:: WHAT YOU HAVE TO DO ::
Update the text on the Christmas season from "There are, in" down to "season preceding Christmas.", replacing "State" with "government", and give that part again.

* START TEXT BLOCK *

It's Still Christmas

It is now January 3, and most people are glad to be able to forget the busyness of Christmas, and to get on with life, whatever "getting on with life" may mean. But contrary to popular conception, we're still in the Christmas season. According to the traditional Western Church calendar, this is the Tenth Day of Christmas (you know, with those Lords a-Leaping). Christmas officially ends with January 6th, which is Epiphany, the celebration of the visitation of the Wise Men to Jesus.

There are, in our time and place, two ways of ordering time. One is the secular calendar. It begins its calendar year on January 1st, and is a blending of sacred and secular holidays, all of which exist to serve the interests of the State. Then there is the traditional Church calendar. It begins with Advent, the season preceding Christmas.

It is commonly thought that Christmas season is the time after Thanksgiving, leading up to Christmas Day, and ending with December 25. Accordingly, it is common for radio and TV stations broadcasting special Christmas programming to cease doing so the day after Christmas. But this approach to the season has been dictated by the marketing gurus of our society. Their interests intersect our own only insofar as they can benefit monetarily off of us.

Sadly, the church calendar has at times been used in a similar way. Rather than educating the laity in Scripture's teaching on Christian devotion, sub-Biblical devotional practices often arose, sometimes merely as a way to keep the people in line. It's much easier to control people when they are ignorant, after all. Some teachings contrary to Scripture, such as the notion of the canonization of certain individuals as saints, supererogatory works and the treasury of merits, linked closely with a faulty notion of salvation, were tied in to the idea of days devoted to certain saints. Observance of certain days were required for salvation, and observance of other days served as an aid for a quicker escape from Purgatory.

Let me state clearly that I oppose all such notions. As a son of the Reformation, the observance of the church calendar is something I consider to be optional. But I also believe throwing the baby out with the bath water is out of order here, too. There are certain benefits to observing a church calendar that I think should be preserved. And it is perfectly possible to observe the calendar on some level without resulting in the false teachings of the medieval church. It is even possible to observe days dedicated to certain godly men and women of church history without holding to the false notions of salvation linked to them. We celebrate birthdays, not only of those who are living, but also of those who are dead (such as Presidents' Day). Why is it not even more appropriate to celebrate the history of those saints who have died before us?

* END TEXT BLOCK *
* START DATA LISTING *

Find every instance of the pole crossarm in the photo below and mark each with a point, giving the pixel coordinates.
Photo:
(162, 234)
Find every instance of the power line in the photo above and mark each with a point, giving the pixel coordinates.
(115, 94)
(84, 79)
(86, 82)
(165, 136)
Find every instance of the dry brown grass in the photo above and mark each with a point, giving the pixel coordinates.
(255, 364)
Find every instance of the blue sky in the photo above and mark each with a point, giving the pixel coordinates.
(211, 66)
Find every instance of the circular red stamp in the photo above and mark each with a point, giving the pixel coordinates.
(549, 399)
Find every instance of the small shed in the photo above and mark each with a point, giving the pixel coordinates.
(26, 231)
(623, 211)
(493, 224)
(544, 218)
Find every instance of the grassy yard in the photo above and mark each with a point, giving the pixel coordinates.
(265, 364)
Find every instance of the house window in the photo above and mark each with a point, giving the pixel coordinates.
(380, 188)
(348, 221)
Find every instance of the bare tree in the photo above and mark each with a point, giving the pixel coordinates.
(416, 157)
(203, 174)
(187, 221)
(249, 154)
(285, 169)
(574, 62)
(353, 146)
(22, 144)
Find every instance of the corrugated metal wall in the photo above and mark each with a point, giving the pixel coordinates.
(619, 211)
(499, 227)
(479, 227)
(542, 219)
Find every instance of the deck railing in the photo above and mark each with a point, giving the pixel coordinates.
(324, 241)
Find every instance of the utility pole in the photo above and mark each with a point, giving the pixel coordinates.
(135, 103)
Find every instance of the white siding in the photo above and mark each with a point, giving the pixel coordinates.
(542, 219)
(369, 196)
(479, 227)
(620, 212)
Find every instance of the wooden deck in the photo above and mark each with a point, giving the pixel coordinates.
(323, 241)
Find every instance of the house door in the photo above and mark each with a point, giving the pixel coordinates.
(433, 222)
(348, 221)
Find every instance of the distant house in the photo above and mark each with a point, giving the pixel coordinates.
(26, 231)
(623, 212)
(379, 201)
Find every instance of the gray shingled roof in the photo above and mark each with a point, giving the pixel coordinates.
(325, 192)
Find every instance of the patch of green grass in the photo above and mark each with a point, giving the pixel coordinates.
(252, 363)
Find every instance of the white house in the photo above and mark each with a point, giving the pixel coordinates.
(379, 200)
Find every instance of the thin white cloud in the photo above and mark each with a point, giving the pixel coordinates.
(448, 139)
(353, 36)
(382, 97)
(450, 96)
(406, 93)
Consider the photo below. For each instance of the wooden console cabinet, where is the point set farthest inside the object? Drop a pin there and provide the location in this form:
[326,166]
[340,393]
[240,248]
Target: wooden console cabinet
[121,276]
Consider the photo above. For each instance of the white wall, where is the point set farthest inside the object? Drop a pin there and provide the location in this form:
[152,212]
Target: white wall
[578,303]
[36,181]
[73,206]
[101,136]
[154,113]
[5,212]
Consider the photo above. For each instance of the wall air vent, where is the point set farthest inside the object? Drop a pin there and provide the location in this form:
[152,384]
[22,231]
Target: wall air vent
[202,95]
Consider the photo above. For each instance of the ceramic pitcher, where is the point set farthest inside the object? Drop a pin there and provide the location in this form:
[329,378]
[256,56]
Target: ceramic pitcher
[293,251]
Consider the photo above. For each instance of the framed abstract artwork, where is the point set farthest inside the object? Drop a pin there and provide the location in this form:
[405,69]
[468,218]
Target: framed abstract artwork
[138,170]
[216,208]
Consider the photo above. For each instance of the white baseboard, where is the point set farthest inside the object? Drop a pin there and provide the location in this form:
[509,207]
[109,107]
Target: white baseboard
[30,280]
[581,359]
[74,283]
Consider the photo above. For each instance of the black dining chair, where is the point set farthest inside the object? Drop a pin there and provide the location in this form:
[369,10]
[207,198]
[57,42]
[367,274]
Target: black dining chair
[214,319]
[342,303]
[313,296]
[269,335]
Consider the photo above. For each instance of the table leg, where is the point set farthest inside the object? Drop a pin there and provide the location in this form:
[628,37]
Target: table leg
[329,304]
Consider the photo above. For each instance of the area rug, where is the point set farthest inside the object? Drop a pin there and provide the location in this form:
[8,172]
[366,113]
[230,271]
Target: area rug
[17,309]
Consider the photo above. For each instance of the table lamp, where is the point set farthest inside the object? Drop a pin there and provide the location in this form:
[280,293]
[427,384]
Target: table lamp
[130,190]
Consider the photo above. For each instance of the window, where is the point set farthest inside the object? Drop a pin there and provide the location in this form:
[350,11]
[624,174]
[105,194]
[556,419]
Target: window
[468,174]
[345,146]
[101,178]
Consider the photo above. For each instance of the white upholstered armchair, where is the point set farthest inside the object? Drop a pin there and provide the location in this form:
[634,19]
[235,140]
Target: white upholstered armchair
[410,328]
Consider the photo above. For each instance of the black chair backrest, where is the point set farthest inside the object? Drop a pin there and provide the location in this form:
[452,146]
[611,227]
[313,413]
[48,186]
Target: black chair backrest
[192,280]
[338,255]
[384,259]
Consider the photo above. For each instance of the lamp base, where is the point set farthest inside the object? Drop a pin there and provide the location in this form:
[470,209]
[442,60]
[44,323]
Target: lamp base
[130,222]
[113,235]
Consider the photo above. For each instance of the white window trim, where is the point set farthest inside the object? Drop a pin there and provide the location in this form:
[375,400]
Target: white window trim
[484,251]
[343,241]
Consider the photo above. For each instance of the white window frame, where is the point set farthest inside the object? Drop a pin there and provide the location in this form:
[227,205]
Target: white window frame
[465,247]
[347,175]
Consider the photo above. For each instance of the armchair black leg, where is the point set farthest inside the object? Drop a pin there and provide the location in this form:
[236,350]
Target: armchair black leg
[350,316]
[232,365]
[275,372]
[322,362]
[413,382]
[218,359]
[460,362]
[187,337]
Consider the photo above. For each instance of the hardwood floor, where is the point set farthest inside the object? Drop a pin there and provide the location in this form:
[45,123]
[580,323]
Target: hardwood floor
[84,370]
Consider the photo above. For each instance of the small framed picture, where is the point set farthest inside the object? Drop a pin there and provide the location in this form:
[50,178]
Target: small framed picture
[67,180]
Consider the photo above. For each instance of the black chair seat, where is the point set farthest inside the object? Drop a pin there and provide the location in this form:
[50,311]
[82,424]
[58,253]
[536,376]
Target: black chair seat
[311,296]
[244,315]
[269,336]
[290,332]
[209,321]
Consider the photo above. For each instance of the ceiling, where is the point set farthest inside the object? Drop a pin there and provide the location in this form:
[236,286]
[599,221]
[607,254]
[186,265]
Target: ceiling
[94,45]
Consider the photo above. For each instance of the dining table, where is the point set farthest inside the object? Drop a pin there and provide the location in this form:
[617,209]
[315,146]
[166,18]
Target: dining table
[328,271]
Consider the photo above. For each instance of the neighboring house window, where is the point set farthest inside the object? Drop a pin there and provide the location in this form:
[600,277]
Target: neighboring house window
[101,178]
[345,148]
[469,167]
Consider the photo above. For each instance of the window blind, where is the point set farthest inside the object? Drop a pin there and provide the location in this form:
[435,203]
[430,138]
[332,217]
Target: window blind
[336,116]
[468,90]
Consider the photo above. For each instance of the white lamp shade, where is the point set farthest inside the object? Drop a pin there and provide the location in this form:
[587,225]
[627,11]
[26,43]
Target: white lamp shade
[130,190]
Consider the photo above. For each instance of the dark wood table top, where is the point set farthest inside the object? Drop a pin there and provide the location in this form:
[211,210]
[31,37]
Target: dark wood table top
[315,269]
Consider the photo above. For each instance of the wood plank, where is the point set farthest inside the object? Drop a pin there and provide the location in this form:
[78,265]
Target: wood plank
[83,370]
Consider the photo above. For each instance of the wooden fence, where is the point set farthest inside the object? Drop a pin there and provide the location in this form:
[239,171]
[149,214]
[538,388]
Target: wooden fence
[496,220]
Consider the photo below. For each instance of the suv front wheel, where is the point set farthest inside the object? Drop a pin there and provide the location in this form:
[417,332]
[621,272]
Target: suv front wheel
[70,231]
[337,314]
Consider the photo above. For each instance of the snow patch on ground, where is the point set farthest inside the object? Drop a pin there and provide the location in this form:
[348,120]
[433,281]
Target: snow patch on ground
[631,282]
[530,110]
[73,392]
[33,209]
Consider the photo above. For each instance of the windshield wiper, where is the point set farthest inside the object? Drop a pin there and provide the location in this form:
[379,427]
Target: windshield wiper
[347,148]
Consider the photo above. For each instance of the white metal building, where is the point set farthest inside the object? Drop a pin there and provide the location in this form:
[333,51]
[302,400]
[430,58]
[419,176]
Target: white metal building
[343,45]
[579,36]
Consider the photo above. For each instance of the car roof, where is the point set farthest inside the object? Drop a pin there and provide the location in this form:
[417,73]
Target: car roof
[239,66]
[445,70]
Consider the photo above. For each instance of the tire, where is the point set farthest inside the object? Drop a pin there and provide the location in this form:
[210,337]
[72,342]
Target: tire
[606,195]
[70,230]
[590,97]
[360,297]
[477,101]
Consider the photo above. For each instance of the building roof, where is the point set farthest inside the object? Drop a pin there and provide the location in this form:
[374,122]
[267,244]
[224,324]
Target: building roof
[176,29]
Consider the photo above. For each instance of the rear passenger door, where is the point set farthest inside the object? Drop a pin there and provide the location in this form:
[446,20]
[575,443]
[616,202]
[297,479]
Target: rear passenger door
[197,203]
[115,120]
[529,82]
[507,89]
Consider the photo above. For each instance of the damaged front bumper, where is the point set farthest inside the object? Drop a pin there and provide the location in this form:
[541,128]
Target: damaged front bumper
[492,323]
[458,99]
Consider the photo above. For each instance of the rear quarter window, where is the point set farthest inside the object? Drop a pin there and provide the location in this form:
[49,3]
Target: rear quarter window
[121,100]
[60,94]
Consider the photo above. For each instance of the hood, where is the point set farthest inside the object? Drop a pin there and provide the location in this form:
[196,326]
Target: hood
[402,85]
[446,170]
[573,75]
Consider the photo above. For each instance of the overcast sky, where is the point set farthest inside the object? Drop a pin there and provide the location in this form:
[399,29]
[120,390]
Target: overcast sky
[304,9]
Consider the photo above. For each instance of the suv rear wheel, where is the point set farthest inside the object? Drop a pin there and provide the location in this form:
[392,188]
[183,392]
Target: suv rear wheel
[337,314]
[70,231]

* END DATA LISTING *

:: SOLVED EXERCISE ::
There are, in our time and place, two ways of ordering time. One is the secular calendar. It begins its calendar year on January 1st, and is a blending of sacred and secular holidays, all of which exist to serve the interests of the government. Then there is the traditional Church calendar. It begins with Advent, the season preceding Christmas.